— Start —
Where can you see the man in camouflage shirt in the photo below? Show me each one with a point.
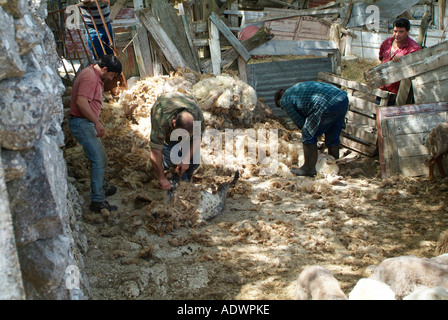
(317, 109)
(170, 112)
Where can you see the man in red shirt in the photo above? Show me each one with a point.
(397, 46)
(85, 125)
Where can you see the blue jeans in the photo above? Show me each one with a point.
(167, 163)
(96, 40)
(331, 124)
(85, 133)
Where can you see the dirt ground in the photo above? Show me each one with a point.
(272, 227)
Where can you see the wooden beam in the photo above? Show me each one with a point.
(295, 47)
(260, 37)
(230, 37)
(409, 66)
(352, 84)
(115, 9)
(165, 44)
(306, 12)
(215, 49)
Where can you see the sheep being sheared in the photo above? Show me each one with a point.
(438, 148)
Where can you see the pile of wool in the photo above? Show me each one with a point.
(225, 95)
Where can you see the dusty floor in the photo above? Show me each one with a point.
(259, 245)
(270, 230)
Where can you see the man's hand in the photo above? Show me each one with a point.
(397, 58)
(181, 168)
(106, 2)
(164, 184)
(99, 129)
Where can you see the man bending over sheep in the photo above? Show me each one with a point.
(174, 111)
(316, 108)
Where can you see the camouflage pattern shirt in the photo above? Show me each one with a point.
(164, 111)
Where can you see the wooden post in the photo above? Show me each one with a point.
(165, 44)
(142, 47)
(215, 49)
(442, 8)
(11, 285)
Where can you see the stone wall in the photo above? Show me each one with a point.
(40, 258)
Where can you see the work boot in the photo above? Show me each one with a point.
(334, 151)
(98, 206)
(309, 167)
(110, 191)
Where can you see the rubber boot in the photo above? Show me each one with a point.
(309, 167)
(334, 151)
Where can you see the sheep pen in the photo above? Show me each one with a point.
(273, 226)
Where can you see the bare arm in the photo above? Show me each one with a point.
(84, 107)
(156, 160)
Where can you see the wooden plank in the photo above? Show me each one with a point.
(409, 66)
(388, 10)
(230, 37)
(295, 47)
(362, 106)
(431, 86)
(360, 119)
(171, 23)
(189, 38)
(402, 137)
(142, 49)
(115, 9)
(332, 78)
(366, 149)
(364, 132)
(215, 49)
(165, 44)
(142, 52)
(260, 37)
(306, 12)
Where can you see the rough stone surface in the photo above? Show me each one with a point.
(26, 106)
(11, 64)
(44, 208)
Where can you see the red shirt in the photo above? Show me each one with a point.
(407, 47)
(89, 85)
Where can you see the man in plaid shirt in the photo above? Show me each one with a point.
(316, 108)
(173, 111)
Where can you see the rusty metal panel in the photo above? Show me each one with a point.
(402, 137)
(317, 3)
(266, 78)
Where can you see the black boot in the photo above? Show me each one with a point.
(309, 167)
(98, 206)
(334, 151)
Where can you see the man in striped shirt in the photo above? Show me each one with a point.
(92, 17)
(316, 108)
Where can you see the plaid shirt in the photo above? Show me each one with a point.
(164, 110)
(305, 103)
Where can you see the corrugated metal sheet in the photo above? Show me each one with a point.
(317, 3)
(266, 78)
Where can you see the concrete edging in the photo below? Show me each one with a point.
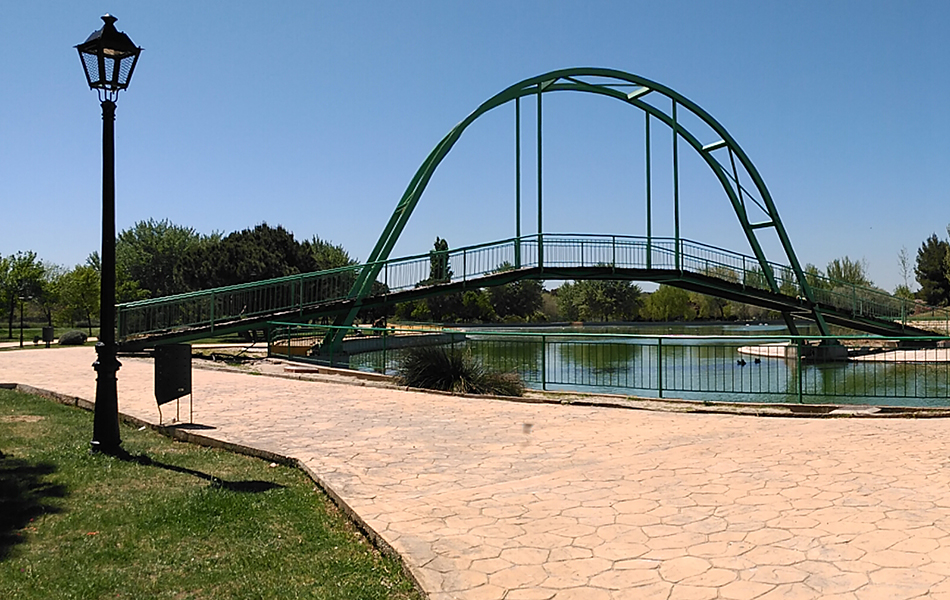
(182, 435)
— End —
The exercise: Rewrite every line of the items above as a numbered list with no blank lines, and leave the pictures out.

Output:
1. Where can you see the man in camouflage shirt in the photo below? Show me each one with a point.
2. (317, 109)
3. (170, 112)
4. Where can you see the man in red shirt in the photo above? Show me each one with a point.
5. (397, 46)
6. (85, 125)
7. Where can you see the blue jeans in the photo above? Show me each one with a point.
8. (167, 163)
9. (96, 40)
10. (331, 124)
11. (85, 133)
12. Where can you see the dirt ground in the photo above? Show me each one with a point.
13. (272, 227)
14. Where can you see the wooden beam in the photo above? Show me each one with a point.
15. (295, 47)
16. (260, 37)
17. (230, 37)
18. (409, 66)
19. (352, 84)
20. (115, 9)
21. (165, 44)
22. (306, 12)
23. (215, 49)
24. Where can you see the sheep being sheared in the photo above? Show me each one with a point.
25. (438, 148)
26. Where can you see the pile of wool in the photo above? Show me each one with a point.
27. (225, 95)
28. Where can you see the dusty floor in the photo above? Show me each one with a point.
29. (259, 245)
30. (270, 230)
31. Where can you see the man's hand in the photo above? Show me each one with a point.
32. (397, 58)
33. (181, 168)
34. (106, 2)
35. (164, 184)
36. (99, 129)
37. Where can you see the man bending over sheep in the photo above? Show me each one with a point.
38. (174, 111)
39. (316, 108)
40. Where can you see the camouflage pattern shirt in the photo above? Show me each one with a point.
41. (164, 111)
42. Where can you see the wooden post in the photo above? Show me each one with a point.
43. (165, 44)
44. (142, 47)
45. (215, 49)
46. (442, 8)
47. (11, 285)
48. Where can you see the stone wall in the photo above? Show me each one with a point.
49. (40, 258)
50. Where can you see the work boot in the photo above? Show me each one with a point.
51. (334, 151)
52. (98, 206)
53. (309, 167)
54. (110, 191)
55. Where can you see the rubber boot in the photo above? Show me each one with a point.
56. (309, 167)
57. (334, 151)
58. Where can you see the sheep pen in the photo above? Show me each one with a point.
59. (273, 226)
60. Where can you see the bare arm in the photo above? Show me each one with a point.
61. (84, 107)
62. (156, 160)
63. Where can you see the wooden plank in the photo above? Show me each one with a point.
64. (409, 66)
65. (388, 10)
66. (230, 37)
67. (295, 47)
68. (362, 106)
69. (431, 86)
70. (360, 119)
71. (171, 23)
72. (189, 38)
73. (402, 137)
74. (142, 49)
75. (115, 9)
76. (332, 78)
77. (366, 149)
78. (364, 132)
79. (215, 49)
80. (165, 44)
81. (142, 52)
82. (260, 37)
83. (306, 12)
84. Where can you see the rough stone surface in the photo above? Show me each one with a point.
85. (26, 106)
86. (11, 64)
87. (44, 208)
88. Where can you see the red shirt in the photo above? Show me each one with a point.
89. (407, 47)
90. (89, 85)
91. Where can you see the man in plaid shirt in the photo above? Show me each one with a point.
92. (316, 108)
93. (173, 111)
94. Where can you see the rusty metal panel in the photo above? Show me each one with a point.
95. (402, 137)
96. (317, 3)
97. (266, 78)
98. Where can you see the black boot in the photo above? Show me each one with a point.
99. (309, 167)
100. (98, 206)
101. (334, 151)
102. Where can you see the man in striped shirt in the photo above? Show me each one with a point.
103. (92, 17)
104. (316, 108)
105. Where can you see the plaid shirt in the photo above? Show me each one with a point.
106. (164, 110)
107. (305, 103)
108. Where can you see the corrugated metal sheet in the photo above? Show me each one with a point.
109. (317, 3)
110. (266, 78)
111. Where can you see the concrete edging in the photo below? Show me each one with a point.
112. (182, 435)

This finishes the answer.